* WHAT YOU NEED TO DO:
a) In the forum question below about running Pig against Cassandra, rewrite the paragraph beginning "I have a setup with 3 nodes" as a short bulleted list that keeps its main facts.
b) Extend the forum question below about running Pig against Cassandra, picking up after its final sentence.

* TEXT BLOCK:
1
votes

I am working on BI process that will read data from cassandra, create summaries using Map Reduce and write back to a different keyspace.

Starting with a single node, everything worked as i expected, but when moving to a multi-node, i am not sure I fully understand the topology and configuration.

I have a setup with 3 nodes. Each has a Cassandra node (version 1.1.9), data node and task tracker (version 0.20.2+923.421- CDH3U5) . The NameNode and job tracker are on a different server. At this point i am trying to run Pig script from the DataNode server.

The thing i am not sure of is the pig argument PIG_INITIAL_ADDRESS. I assumed the query would run on all Cassandra nodes, each task tracker would only query the local Cassandra node, and the reducer would handle any duplicates. Based on that assumption i thought the PIG_INITIAL_ADDRESS should be localhost. But when running the pig script it fails:

java.io.IOException: Unable to connect to server localhost:9160

My questions are- should the initial address be any one of the Cassandra nodes, and Splitting the map on the cluster is done from Cassandra keys partitions (will i get the distribution i need)? IF I where to use java map reduce, will i still need to supply the initial address? Is the current implementation assumes pig is running from a Cassandra node?

* DATA PROVIDED:
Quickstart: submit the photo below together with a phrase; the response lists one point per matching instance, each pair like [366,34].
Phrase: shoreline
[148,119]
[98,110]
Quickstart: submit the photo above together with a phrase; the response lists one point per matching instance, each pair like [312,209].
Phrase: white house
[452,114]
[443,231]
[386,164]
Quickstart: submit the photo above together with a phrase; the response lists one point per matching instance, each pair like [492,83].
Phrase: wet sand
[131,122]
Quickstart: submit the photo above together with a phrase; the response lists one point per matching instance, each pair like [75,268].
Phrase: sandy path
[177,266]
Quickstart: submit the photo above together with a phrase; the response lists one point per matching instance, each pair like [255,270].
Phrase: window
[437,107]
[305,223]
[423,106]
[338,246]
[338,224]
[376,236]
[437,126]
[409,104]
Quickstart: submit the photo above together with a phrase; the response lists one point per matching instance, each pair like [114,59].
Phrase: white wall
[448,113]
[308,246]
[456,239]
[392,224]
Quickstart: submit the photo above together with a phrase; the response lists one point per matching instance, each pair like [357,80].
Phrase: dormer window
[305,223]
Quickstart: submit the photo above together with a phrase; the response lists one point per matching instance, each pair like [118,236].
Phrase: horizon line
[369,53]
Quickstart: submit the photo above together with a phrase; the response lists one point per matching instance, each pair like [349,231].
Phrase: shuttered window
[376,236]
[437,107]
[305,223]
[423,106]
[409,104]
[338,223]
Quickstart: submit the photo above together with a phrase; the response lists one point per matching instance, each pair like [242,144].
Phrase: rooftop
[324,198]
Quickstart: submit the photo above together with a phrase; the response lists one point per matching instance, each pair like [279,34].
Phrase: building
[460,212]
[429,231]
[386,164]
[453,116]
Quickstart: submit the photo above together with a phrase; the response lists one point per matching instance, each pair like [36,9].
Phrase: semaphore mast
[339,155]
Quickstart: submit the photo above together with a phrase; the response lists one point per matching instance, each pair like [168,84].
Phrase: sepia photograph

* EXERCISE RESPONSES:
a)
- Three nodes, each running a Cassandra node (version 1.1.9), a data node, and a task tracker (version 0.20.2+923.421- CDH3U5)
- NameNode and job tracker on a different server
- Pig script currently run from the DataNode server

b)
1

1 Answers

1
votes

The PIG_INITIAL_ADDRESS is the address of one of the Cassandra nodes in your ring. In order to have the Hadoop job read data from or write data to Cassandra, it just needs to have some properties set. Those properties are also available to set in the job properties or in the default Hadoop configuration on the server that you're running the job from. Other than that, it's just like submitting a job to a job tracker.

For more information, I would look at the readme that's in the cassandra source download under examples/pig. There is a lot of explanation in there as well.